■ **Data to examine**
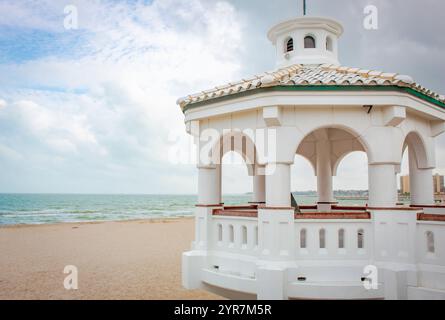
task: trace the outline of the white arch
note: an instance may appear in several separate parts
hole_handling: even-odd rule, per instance
[[[417,131],[410,131],[404,139],[402,146],[402,157],[406,148],[414,152],[417,161],[417,168],[427,169],[431,168],[431,155],[427,147],[424,137]]]
[[[369,148],[354,129],[343,125],[319,126],[300,141],[296,153],[309,159],[317,176],[317,194],[320,204],[333,203],[333,176],[337,174],[339,159],[353,151]]]
[[[300,149],[301,145],[304,143],[304,140],[307,137],[309,137],[311,134],[313,134],[314,132],[317,132],[321,129],[338,129],[338,130],[342,130],[342,131],[349,133],[359,143],[356,146],[351,146],[351,147],[353,147],[353,149],[349,150],[349,152],[363,151],[368,156],[368,159],[372,159],[372,150],[371,150],[368,142],[366,141],[366,139],[363,136],[361,136],[358,132],[356,132],[353,128],[346,126],[346,125],[341,125],[341,124],[321,125],[318,127],[314,127],[308,134],[303,136],[303,138],[297,144],[297,149],[296,149],[295,153],[302,155],[301,153],[298,152],[298,150]],[[360,149],[360,148],[362,148],[362,149]],[[308,158],[308,157],[306,157],[306,158]]]
[[[222,158],[229,152],[238,153],[244,160],[250,176],[255,175],[257,149],[253,140],[240,130],[231,130],[221,135],[210,151],[213,163],[222,164]]]
[[[409,180],[411,204],[433,205],[434,188],[432,183],[434,168],[434,146],[416,131],[409,132],[403,143],[403,151],[409,148]],[[428,142],[427,142],[428,141]]]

■ **What this task involves**
Whenever a line of the listing above holds the word "instance", copy that line.

■ **Answer section**
note: an instance may appear in several separate parts
hole_handling: even-odd rule, per instance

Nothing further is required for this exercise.